Requirements: Recast the entries as a numbered list, starting at the line containing "Is there any danube" and ending at the line containing "[[72, 28, 98, 32]]", with any blank lines left out.

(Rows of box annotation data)
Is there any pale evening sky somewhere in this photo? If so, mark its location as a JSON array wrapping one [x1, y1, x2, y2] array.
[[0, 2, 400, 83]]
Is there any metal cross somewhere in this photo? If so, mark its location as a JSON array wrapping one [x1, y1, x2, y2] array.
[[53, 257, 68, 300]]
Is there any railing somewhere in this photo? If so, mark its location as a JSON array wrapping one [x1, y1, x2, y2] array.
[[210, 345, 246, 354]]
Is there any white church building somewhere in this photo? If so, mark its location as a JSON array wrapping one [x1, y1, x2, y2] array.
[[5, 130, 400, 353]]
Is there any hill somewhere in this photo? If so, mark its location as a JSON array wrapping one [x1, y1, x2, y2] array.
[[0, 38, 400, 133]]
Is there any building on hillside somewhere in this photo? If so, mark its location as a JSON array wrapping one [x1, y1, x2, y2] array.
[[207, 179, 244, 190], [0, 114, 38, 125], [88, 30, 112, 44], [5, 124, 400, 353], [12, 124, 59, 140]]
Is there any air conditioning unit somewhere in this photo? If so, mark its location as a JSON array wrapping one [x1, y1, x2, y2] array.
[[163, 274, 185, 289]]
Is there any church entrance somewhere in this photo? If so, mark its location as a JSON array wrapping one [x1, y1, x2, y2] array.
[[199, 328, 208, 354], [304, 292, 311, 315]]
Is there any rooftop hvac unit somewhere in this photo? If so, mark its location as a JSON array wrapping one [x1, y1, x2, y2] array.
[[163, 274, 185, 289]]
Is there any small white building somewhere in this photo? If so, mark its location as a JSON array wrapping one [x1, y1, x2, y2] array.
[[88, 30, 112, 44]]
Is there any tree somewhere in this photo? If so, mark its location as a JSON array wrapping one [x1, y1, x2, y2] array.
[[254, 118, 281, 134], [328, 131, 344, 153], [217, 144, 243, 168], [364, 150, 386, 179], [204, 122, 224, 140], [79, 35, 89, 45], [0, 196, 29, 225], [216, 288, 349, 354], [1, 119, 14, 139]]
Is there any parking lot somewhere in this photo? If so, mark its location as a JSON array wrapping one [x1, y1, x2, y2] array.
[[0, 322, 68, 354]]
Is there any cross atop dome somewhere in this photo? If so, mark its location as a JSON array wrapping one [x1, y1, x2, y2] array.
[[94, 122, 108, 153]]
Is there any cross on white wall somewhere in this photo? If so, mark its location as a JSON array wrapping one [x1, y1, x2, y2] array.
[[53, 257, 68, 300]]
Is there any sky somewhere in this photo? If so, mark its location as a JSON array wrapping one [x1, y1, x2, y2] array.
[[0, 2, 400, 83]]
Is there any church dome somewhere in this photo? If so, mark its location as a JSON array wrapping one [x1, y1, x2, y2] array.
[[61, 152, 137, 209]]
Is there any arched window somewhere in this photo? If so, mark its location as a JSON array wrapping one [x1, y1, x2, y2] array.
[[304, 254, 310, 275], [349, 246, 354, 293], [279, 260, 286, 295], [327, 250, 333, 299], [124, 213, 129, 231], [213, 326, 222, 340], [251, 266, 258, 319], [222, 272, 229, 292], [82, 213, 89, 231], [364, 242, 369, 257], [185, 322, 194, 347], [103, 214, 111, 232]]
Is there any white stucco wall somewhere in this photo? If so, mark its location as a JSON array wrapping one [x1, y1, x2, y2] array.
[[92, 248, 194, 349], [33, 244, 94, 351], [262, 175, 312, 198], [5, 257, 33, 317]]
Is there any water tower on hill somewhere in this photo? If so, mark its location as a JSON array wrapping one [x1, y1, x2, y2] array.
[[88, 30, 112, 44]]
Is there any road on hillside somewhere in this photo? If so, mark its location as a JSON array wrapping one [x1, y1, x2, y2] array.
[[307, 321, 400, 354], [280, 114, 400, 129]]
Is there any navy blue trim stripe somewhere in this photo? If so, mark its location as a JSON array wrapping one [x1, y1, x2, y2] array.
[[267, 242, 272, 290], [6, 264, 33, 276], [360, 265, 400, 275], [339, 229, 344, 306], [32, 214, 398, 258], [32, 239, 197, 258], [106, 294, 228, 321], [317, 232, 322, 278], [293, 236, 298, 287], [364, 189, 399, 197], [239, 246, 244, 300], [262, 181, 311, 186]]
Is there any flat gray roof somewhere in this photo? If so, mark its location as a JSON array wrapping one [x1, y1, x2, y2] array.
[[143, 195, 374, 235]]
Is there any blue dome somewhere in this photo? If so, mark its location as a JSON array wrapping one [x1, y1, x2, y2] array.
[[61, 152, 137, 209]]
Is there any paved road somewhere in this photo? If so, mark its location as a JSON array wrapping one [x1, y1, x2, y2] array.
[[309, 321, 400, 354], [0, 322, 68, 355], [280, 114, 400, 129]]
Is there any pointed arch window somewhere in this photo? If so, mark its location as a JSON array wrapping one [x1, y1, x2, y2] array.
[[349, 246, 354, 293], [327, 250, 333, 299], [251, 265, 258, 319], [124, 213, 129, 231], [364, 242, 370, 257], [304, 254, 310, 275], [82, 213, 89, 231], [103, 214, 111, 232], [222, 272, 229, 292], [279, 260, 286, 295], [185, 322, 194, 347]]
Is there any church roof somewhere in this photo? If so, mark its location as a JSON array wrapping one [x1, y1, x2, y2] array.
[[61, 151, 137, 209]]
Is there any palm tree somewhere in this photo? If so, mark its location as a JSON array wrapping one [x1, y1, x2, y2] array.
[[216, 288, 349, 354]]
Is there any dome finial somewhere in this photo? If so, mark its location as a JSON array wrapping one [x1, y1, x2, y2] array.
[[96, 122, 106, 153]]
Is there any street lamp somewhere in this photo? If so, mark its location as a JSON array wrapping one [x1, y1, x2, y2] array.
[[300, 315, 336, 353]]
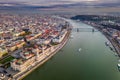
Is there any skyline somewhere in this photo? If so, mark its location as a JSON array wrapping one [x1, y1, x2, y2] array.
[[0, 0, 120, 6]]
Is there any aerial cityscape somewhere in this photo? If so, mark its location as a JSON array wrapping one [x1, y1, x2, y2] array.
[[0, 0, 120, 80]]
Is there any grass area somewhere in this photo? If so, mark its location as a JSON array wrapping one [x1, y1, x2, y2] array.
[[0, 56, 14, 64]]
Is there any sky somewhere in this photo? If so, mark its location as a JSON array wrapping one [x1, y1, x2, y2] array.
[[0, 0, 120, 6]]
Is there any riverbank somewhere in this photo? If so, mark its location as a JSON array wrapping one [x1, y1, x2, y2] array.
[[83, 22, 120, 57], [14, 30, 71, 80]]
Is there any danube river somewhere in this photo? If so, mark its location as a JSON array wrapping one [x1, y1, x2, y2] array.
[[23, 20, 120, 80]]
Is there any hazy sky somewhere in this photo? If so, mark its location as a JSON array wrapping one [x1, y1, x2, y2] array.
[[0, 0, 120, 5]]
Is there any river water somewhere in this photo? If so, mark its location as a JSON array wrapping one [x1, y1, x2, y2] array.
[[23, 20, 120, 80]]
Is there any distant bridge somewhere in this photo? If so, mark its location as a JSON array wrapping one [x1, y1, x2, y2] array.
[[72, 28, 98, 32]]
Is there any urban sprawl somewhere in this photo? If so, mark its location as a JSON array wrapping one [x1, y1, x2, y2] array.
[[0, 14, 69, 80]]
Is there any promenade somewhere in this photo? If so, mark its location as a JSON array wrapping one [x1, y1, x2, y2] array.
[[11, 28, 71, 80]]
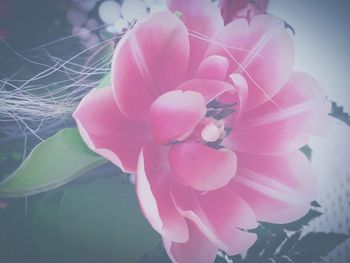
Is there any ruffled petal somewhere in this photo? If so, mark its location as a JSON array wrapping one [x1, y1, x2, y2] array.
[[135, 144, 189, 242], [163, 221, 218, 263], [171, 183, 257, 255], [177, 79, 235, 103], [169, 142, 237, 191], [206, 15, 294, 109], [225, 72, 329, 154], [73, 88, 151, 173], [112, 12, 189, 120], [168, 0, 224, 78], [196, 55, 230, 80], [232, 151, 316, 224], [150, 90, 207, 144]]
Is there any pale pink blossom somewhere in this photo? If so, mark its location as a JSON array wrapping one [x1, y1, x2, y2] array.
[[219, 0, 269, 24], [74, 0, 329, 263]]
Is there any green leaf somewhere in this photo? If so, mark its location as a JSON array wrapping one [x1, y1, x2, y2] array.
[[0, 128, 106, 197], [59, 176, 159, 263]]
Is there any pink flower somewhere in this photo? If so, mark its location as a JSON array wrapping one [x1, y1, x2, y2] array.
[[74, 0, 329, 263], [0, 201, 7, 210], [219, 0, 269, 25]]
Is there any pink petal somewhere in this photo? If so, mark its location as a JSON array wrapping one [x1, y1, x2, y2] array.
[[136, 144, 189, 242], [172, 183, 257, 255], [73, 88, 151, 173], [196, 55, 230, 80], [177, 79, 235, 104], [163, 221, 218, 263], [169, 142, 236, 191], [206, 15, 294, 109], [150, 90, 207, 144], [168, 0, 224, 77], [112, 12, 189, 120], [226, 73, 329, 154], [232, 151, 316, 224]]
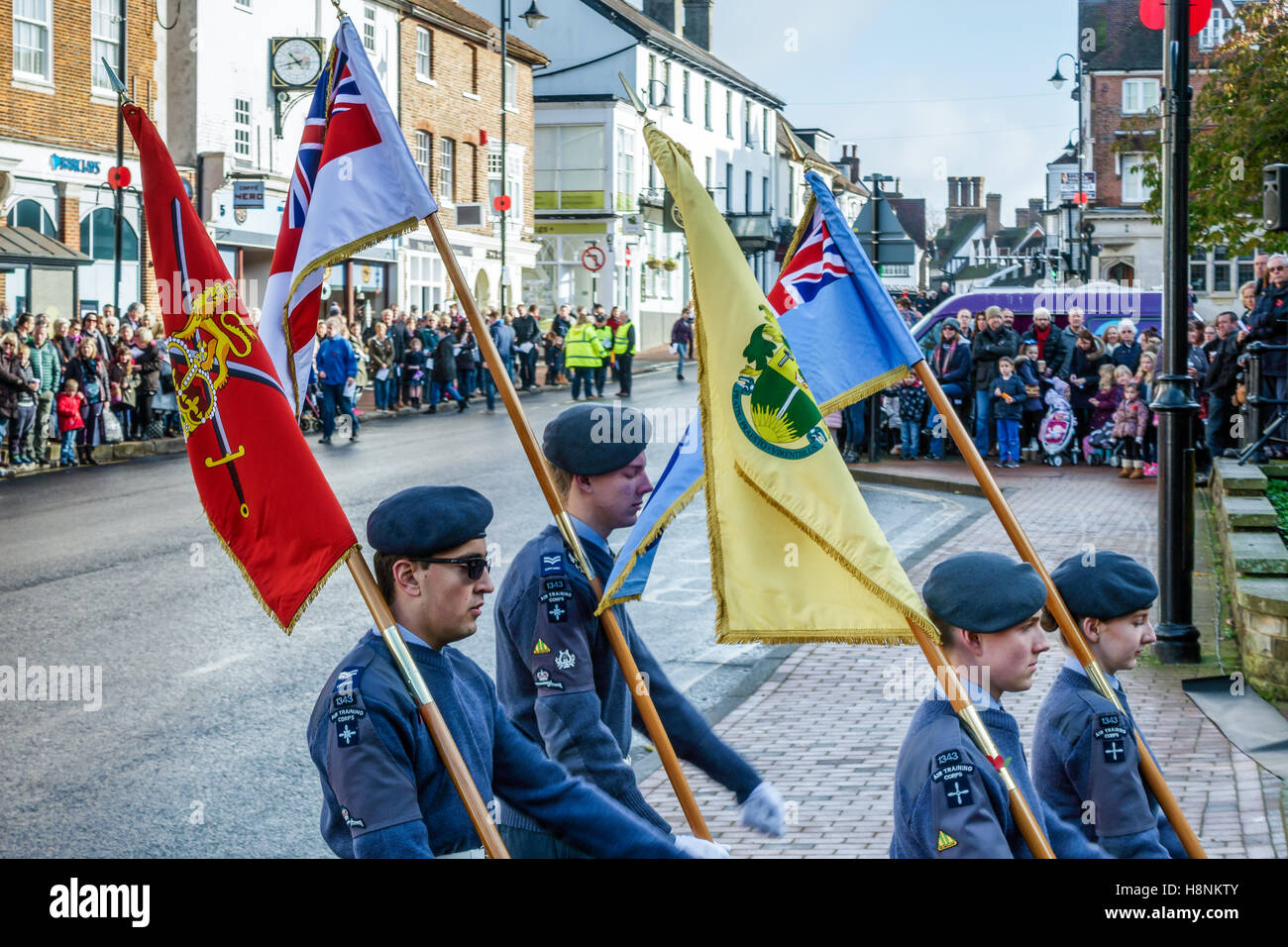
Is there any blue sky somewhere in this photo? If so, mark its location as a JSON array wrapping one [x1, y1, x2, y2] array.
[[711, 0, 1078, 224]]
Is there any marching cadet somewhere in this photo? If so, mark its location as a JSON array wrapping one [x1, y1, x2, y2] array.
[[890, 553, 1099, 858], [308, 487, 720, 858], [496, 404, 785, 858], [1033, 549, 1186, 858]]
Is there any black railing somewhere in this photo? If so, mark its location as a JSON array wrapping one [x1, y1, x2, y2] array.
[[1239, 342, 1288, 464]]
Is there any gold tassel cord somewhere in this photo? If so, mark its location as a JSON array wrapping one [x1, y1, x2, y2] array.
[[595, 475, 705, 616]]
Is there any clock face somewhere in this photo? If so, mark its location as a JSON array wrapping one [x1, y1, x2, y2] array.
[[273, 39, 322, 85]]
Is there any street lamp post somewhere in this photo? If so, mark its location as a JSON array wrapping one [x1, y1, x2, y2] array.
[[499, 0, 548, 314], [1048, 53, 1091, 282], [1150, 3, 1199, 664]]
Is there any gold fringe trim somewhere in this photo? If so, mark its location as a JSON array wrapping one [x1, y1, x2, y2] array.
[[282, 217, 420, 420], [595, 474, 705, 616], [202, 505, 360, 637], [818, 365, 912, 415], [733, 460, 939, 644], [778, 188, 818, 279]]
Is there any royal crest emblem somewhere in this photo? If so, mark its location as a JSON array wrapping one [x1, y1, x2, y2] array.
[[733, 305, 828, 460]]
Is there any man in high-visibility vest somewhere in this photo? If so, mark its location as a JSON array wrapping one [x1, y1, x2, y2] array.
[[613, 312, 635, 398], [564, 309, 604, 401], [593, 305, 613, 398]]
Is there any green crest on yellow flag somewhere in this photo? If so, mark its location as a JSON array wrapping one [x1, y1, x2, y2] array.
[[644, 125, 939, 644]]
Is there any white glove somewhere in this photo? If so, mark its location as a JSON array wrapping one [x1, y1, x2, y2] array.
[[675, 835, 729, 858], [742, 783, 786, 836]]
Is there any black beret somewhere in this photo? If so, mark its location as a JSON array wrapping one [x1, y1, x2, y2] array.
[[921, 553, 1046, 634], [541, 404, 648, 476], [368, 487, 492, 559], [1051, 549, 1158, 618]]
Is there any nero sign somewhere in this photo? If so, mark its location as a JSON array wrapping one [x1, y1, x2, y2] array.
[[49, 878, 152, 927]]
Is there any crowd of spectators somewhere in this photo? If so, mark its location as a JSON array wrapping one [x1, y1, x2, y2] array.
[[0, 303, 179, 473]]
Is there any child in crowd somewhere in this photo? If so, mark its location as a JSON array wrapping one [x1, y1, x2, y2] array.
[[58, 378, 85, 467], [1091, 365, 1130, 430], [407, 335, 425, 411], [107, 343, 139, 441], [894, 374, 930, 460], [1033, 549, 1185, 858], [1115, 381, 1149, 480], [1015, 342, 1046, 451], [993, 356, 1024, 468], [1136, 351, 1158, 476]]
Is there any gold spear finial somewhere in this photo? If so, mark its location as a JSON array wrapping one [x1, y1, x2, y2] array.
[[102, 55, 134, 106]]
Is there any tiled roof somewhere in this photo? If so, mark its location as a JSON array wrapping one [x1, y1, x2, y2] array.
[[411, 0, 550, 65], [585, 0, 787, 110], [935, 211, 984, 261]]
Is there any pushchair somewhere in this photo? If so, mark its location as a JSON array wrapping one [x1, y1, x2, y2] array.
[[1038, 378, 1078, 467]]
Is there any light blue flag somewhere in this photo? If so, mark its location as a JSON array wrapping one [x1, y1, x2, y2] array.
[[599, 171, 923, 611]]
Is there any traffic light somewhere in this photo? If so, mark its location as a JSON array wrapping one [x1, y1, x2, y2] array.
[[1261, 164, 1288, 232]]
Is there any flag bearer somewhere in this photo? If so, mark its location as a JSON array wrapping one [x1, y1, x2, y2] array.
[[309, 487, 717, 858], [890, 553, 1099, 858], [496, 404, 785, 858], [1033, 549, 1185, 858]]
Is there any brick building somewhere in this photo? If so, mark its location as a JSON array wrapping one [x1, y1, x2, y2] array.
[[398, 0, 548, 316], [0, 0, 164, 316], [1074, 0, 1252, 320]]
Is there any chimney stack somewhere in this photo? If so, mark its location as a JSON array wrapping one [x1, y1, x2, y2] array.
[[1029, 197, 1046, 227], [644, 0, 682, 34], [984, 194, 1002, 239], [836, 145, 859, 184], [684, 0, 712, 53]]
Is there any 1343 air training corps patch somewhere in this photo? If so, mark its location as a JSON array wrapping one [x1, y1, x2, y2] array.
[[1092, 714, 1127, 763], [930, 750, 975, 808]]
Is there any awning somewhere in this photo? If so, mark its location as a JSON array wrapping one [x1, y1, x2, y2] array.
[[0, 227, 94, 269], [725, 214, 778, 254]]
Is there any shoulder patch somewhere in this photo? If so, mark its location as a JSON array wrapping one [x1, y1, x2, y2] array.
[[930, 749, 975, 808], [1091, 714, 1128, 763], [331, 666, 362, 708]]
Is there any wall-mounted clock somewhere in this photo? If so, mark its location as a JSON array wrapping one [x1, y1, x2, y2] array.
[[268, 36, 326, 89]]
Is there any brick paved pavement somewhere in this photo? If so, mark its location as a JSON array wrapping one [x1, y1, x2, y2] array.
[[635, 462, 1288, 858]]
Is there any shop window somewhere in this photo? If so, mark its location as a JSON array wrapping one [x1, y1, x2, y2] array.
[[90, 0, 121, 94], [81, 207, 139, 263], [13, 0, 54, 82], [5, 200, 58, 240]]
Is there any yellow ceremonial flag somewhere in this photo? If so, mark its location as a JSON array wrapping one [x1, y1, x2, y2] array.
[[644, 125, 939, 644]]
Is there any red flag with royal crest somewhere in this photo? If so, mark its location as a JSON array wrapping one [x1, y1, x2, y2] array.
[[121, 104, 357, 634]]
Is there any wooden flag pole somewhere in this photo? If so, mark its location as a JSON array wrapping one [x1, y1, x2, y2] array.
[[914, 360, 1207, 858], [907, 618, 1055, 858], [348, 550, 510, 858], [425, 213, 711, 841]]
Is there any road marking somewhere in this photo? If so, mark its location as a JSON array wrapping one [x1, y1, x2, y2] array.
[[179, 651, 250, 678]]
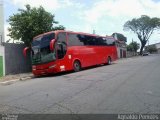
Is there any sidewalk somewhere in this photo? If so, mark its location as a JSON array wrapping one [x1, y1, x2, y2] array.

Finished answer:
1. Is there any danube river somewhere in this photo? If so, mark its location as a JSON array wrapping one [x1, y1, x2, y2] array.
2. [[23, 20, 120, 80]]
3. Is there any hazy sky somewhere in this photo? If so, mark its location as a JSON array wrapping one [x1, y1, x2, y2] array.
4. [[0, 0, 120, 5]]
5. Is there any river water somewhere in this photo? If so, mark its location as a JSON array wrapping one [x1, y1, x2, y2] array.
6. [[23, 20, 120, 80]]
7. Is there any distant bridge somewhere in this photo? If so, mark its location as a JSON array wrapping one [x1, y1, x2, y2] array.
8. [[72, 28, 98, 32]]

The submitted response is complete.